### Task:
Lines before the one containing "line as [867,64]." are excluded; reproduce that line and all lines after it in the entries below, exactly.

### Recorded information:
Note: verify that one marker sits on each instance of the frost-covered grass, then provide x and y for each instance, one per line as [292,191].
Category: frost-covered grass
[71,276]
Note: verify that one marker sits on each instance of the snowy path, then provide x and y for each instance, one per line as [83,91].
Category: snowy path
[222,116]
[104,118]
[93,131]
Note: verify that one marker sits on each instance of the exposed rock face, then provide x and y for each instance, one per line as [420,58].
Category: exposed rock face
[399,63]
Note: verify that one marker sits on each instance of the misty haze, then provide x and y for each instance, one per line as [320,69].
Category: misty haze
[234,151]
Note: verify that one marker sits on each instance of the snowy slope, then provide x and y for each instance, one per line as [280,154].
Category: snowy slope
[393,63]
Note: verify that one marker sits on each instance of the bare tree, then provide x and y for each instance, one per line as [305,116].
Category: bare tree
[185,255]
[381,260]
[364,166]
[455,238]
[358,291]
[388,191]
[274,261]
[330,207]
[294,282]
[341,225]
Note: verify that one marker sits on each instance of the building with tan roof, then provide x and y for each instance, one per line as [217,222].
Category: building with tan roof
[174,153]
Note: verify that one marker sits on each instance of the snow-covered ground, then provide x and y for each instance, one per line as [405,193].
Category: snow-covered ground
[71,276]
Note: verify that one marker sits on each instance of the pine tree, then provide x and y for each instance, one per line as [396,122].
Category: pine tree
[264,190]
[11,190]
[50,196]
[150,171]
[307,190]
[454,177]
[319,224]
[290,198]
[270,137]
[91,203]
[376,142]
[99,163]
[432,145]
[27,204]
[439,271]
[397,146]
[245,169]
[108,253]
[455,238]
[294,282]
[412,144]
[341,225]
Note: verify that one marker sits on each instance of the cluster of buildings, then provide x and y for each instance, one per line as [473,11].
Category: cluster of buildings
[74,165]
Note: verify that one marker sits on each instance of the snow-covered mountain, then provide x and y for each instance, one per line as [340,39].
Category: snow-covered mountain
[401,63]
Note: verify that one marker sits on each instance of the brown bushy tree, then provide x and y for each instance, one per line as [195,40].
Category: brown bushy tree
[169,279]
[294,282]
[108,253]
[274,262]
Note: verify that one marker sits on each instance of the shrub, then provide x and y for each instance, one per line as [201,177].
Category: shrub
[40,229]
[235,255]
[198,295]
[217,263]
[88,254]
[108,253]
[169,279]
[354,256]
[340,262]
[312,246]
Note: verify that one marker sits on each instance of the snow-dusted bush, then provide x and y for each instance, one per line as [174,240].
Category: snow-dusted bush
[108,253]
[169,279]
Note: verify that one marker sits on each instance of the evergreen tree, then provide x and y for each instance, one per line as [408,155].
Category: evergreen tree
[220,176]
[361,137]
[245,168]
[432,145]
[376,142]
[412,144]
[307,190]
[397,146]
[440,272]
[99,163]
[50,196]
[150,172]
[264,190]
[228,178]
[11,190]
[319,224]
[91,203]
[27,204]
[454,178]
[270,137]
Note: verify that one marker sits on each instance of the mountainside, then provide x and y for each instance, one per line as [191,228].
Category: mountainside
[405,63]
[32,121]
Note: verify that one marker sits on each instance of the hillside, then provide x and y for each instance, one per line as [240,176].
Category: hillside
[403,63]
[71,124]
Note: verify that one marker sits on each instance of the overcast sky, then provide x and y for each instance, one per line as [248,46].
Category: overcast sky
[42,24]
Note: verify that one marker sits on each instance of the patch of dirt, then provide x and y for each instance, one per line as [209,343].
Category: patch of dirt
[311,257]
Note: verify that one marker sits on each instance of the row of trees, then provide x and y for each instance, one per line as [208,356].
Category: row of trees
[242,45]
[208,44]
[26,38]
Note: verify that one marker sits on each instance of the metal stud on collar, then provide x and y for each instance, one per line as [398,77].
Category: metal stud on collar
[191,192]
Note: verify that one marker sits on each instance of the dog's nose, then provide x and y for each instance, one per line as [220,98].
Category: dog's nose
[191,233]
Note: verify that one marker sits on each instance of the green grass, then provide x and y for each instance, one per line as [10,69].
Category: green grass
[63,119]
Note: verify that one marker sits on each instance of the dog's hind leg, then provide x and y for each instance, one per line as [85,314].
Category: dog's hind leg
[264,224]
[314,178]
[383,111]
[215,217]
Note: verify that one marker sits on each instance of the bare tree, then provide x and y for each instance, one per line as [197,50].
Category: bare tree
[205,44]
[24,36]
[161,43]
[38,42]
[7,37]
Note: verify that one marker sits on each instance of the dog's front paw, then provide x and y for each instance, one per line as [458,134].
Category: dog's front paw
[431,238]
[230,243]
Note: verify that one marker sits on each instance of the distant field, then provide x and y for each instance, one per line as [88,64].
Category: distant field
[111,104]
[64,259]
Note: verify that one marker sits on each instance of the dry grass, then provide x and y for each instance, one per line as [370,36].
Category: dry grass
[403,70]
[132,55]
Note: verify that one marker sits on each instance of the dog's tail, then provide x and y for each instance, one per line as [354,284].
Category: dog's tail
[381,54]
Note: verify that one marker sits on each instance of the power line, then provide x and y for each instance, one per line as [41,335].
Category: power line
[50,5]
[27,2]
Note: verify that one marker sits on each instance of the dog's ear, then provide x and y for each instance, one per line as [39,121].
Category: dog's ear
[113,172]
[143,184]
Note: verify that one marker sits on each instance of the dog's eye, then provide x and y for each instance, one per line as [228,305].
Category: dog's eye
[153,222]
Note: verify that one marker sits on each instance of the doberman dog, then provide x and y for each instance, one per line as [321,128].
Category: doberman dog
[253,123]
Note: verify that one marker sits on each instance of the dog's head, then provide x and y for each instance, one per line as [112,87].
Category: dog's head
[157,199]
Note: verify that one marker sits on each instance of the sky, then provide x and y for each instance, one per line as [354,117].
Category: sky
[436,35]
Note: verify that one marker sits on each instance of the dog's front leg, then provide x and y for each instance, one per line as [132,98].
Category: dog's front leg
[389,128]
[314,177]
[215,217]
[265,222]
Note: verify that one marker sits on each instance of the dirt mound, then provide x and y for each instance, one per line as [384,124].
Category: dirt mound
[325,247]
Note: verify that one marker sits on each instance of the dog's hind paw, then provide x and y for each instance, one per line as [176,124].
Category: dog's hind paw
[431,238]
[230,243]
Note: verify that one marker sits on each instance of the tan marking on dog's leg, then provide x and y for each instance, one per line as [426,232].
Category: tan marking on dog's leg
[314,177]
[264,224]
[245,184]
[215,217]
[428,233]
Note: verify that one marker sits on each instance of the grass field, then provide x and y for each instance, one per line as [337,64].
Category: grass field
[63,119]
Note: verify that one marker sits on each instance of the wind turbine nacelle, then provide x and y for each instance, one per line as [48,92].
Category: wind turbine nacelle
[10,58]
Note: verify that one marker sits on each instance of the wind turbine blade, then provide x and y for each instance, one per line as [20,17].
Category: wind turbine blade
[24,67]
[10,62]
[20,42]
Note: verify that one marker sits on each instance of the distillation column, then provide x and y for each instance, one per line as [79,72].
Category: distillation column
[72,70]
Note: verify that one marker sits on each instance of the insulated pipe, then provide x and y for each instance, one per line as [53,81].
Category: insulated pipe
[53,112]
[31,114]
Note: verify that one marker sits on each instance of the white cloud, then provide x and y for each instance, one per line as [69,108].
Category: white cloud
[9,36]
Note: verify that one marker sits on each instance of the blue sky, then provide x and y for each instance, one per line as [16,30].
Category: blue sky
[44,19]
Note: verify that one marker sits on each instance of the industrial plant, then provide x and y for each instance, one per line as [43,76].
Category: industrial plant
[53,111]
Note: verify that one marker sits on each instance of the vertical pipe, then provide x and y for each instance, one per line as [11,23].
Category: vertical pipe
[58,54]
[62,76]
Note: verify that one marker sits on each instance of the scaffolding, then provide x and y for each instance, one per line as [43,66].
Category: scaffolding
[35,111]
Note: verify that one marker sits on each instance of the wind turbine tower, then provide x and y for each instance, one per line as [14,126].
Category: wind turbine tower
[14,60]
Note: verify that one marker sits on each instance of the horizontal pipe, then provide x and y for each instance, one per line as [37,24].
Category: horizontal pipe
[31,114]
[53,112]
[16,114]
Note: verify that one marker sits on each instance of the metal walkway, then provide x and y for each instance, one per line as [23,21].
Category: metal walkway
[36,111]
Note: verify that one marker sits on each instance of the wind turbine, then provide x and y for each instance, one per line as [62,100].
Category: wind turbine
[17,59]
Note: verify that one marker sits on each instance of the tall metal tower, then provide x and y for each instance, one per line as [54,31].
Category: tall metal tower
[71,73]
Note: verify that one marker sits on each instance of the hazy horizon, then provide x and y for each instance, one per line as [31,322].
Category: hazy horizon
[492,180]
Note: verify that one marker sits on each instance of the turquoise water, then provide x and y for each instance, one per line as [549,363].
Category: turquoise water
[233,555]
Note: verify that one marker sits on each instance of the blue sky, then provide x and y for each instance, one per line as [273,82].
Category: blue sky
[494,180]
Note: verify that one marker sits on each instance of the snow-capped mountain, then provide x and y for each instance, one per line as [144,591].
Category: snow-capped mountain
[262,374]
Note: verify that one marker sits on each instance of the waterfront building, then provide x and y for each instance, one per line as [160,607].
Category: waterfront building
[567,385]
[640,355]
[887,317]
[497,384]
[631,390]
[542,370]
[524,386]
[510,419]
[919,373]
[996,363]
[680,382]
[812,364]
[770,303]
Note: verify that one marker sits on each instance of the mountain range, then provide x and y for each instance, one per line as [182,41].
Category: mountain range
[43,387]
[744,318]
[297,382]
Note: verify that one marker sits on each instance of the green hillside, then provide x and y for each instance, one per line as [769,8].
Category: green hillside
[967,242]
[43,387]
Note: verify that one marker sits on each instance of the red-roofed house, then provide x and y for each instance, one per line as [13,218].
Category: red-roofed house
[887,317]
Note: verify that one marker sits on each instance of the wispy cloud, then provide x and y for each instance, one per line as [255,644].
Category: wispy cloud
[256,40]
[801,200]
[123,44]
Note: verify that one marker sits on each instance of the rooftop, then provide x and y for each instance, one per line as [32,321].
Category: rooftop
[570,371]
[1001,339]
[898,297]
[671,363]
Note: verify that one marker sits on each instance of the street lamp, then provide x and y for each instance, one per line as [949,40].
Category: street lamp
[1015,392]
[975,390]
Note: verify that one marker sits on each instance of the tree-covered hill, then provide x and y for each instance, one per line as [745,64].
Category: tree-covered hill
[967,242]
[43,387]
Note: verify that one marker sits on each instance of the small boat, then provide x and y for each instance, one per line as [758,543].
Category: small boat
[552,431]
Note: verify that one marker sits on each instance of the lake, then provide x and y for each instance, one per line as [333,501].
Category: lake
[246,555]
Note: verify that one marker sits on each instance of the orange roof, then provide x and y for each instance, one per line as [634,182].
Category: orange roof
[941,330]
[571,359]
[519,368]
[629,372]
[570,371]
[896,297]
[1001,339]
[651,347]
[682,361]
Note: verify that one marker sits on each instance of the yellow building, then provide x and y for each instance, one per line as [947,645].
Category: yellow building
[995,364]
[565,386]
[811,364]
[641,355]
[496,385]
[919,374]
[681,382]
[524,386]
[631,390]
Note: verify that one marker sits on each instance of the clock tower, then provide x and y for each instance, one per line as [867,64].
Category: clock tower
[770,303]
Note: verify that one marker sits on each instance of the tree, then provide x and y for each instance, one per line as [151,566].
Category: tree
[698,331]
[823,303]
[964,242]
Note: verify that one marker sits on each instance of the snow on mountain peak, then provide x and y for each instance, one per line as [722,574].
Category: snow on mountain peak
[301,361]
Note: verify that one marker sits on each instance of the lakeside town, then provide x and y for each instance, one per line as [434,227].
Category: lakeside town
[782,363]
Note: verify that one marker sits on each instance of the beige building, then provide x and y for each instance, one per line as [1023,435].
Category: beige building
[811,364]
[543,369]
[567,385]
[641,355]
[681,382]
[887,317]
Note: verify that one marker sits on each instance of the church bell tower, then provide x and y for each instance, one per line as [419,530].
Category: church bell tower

### Result of this exercise:
Note: verify that one marker sits on each instance of the clock tower, then provide x and y for each instance, one per line as [867,64].
Category: clock tower
[770,303]
Note: verify that one marker sits on each instance of the tree, then provide x and y for each instance, one per line as [151,566].
Category: tree
[698,331]
[823,303]
[964,242]
Note: verify that one marker sits on each instance of the snow on mountain peak, then provide x and y for each instance, one per line as [722,574].
Category: snow on mountain peak
[301,361]
Note: verify that one marker sits on each instance of the lakeside town, then provide x and y for each instance, one per line as [434,227].
Category: lakeside town
[782,363]
Note: verify that one marker sits on each instance of the beige building, then provide x and y for each instance, one per line as [1023,435].
Category: beige building
[811,364]
[543,369]
[567,385]
[641,355]
[681,382]
[887,317]
Note: verify that one marker sits on each instance of the church bell tower, then provide x and y for each instance, one per line as [419,530].
Category: church bell tower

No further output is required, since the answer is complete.